● Task
Copy the entries below verbatim, beginning with the line that contains "Task: annotate each instance of the black arrow" and stopping after the line that contains "x=386 y=423".

● Data for this exercise
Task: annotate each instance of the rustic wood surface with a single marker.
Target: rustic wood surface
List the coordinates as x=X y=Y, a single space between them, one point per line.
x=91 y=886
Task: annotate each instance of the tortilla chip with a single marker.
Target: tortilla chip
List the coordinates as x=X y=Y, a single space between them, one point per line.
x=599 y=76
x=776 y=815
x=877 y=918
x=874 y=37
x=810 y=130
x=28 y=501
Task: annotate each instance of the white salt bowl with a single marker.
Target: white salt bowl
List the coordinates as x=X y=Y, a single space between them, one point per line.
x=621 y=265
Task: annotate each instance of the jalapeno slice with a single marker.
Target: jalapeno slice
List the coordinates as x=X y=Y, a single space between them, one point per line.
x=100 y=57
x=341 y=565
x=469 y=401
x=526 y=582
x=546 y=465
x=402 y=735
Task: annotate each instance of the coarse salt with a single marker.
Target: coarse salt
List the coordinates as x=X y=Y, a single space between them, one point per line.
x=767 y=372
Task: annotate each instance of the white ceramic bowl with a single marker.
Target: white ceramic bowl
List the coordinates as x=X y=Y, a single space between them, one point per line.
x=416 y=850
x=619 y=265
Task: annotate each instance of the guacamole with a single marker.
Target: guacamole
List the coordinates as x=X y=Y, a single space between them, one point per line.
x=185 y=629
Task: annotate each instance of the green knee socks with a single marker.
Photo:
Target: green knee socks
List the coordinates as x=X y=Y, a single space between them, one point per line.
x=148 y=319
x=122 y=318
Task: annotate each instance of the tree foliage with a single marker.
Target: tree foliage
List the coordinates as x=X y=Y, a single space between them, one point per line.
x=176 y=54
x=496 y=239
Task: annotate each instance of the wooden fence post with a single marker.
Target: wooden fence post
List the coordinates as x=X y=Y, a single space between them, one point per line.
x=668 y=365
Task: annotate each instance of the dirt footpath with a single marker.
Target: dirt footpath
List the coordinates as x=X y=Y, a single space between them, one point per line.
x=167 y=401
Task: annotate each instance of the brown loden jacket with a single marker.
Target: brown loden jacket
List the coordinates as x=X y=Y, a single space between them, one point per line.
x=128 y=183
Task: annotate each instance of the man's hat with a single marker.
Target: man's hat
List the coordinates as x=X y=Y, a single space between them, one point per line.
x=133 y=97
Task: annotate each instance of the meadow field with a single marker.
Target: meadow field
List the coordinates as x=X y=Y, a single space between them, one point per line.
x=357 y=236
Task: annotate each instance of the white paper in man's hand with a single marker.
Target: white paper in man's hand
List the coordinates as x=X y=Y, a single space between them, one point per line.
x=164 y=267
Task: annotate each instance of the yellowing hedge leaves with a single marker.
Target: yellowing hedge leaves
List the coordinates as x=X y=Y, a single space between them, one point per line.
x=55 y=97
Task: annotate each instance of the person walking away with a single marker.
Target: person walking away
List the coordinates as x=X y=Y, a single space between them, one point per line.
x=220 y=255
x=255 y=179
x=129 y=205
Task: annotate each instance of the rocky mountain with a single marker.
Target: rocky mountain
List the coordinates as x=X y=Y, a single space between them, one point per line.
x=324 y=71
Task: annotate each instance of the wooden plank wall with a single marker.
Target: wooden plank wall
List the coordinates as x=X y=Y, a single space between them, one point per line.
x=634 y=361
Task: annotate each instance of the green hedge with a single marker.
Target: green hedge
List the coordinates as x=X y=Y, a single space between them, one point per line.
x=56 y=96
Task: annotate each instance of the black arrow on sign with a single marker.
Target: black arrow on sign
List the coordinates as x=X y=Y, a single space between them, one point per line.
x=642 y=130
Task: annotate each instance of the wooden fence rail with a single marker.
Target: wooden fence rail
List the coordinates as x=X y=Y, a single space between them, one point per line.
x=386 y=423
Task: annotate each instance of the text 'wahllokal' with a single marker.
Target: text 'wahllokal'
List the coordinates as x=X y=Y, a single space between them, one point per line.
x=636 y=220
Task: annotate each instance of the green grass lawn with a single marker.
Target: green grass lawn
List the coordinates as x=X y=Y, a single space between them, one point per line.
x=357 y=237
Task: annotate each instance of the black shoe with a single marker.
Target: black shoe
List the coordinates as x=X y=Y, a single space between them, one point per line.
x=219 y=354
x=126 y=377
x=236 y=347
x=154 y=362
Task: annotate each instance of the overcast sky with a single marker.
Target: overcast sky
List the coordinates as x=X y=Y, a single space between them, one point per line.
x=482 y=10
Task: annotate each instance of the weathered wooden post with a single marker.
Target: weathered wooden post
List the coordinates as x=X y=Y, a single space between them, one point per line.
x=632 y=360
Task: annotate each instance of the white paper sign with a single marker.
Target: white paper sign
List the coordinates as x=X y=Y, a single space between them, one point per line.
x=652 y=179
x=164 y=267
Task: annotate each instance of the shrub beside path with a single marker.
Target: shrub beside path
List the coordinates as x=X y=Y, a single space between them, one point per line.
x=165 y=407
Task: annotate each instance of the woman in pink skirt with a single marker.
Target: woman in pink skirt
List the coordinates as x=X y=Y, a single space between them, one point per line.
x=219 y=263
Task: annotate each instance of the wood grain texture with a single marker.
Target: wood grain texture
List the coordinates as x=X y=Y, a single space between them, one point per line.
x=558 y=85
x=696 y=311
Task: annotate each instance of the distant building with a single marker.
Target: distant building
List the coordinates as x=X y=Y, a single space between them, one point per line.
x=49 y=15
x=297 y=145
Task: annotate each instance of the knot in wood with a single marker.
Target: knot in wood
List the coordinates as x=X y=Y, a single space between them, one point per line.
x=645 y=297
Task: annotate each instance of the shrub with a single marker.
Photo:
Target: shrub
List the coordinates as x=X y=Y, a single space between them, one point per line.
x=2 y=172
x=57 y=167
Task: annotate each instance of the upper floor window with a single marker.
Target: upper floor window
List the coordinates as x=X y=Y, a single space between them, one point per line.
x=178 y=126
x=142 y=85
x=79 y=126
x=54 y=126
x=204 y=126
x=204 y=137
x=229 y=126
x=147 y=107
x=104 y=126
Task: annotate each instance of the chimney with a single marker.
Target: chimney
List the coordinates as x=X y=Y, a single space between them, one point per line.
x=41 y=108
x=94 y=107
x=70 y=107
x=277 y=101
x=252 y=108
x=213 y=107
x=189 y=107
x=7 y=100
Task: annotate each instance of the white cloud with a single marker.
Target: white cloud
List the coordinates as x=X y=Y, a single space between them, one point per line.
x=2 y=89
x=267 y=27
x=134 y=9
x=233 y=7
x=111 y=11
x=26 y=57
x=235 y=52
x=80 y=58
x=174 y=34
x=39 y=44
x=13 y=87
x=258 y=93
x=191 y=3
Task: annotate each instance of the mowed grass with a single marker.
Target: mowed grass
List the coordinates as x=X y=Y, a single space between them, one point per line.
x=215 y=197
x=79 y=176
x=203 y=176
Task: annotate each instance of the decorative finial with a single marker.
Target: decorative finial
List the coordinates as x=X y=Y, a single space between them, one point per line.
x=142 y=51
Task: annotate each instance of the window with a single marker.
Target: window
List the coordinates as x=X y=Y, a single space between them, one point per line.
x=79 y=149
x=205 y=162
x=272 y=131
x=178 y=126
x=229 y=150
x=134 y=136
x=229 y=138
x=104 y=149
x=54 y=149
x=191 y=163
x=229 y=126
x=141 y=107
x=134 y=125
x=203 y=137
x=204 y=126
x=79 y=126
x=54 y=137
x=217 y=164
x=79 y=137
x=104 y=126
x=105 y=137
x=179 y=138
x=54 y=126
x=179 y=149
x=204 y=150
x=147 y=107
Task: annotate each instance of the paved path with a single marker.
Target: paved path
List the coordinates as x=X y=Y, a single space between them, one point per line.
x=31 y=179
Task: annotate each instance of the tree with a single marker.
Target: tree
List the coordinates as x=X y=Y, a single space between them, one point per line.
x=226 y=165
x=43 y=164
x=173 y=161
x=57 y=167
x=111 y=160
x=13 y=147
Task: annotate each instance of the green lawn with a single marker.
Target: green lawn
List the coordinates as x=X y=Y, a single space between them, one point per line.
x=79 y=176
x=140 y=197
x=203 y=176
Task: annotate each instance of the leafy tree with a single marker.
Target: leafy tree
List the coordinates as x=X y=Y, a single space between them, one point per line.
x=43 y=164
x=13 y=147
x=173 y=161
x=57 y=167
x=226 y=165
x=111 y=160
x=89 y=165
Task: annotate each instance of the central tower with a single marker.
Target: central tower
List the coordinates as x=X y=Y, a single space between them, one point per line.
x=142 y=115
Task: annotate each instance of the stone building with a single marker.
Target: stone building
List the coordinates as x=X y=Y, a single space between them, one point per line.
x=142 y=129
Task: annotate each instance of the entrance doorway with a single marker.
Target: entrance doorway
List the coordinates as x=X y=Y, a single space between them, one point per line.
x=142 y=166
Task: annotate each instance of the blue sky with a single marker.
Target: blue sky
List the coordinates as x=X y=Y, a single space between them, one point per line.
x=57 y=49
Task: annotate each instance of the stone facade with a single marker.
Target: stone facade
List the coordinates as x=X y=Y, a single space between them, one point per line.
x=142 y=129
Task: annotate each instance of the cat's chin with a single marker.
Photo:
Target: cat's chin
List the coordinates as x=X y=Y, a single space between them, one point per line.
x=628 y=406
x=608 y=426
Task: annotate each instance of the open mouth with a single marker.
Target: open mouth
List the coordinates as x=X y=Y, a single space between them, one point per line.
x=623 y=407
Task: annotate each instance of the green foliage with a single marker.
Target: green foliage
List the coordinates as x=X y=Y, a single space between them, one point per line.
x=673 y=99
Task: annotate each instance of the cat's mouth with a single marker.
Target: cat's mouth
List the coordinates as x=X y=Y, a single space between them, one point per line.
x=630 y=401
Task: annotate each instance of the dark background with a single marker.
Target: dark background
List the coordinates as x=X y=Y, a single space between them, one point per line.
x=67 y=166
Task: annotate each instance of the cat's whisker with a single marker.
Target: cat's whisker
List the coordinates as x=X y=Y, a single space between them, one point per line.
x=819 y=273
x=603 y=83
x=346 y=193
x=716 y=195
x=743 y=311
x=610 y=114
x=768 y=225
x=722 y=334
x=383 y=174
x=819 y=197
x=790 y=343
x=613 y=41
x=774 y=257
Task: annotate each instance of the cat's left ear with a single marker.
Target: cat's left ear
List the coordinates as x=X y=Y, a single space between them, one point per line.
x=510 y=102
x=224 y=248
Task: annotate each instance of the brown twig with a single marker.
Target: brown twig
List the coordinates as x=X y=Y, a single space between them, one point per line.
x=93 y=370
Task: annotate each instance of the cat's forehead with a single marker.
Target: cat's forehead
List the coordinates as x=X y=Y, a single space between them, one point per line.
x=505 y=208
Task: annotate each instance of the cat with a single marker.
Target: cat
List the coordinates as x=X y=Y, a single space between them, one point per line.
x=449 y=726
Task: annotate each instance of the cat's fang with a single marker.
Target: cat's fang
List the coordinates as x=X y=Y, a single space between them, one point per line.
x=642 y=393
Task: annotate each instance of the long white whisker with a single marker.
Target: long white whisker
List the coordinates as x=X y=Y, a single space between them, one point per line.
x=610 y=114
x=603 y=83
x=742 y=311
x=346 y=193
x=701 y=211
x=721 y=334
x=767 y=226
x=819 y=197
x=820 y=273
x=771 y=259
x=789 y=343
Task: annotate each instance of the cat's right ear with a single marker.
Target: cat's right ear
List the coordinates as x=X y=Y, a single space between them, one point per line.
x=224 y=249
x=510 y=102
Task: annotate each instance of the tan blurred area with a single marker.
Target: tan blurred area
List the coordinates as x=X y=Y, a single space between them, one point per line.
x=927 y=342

● Solved exercise
Task: annotate each instance of the black arrow on sign with a single marker.
Target: black arrow on sign
List the coordinates as x=X y=Y, a single space between them, one point per line.
x=642 y=130
Task: annotate each instance of the wooden fence rail with a single marker.
Target: wooden fence rail
List the coordinates as x=X y=Y, a single space between them, one point per line.
x=386 y=423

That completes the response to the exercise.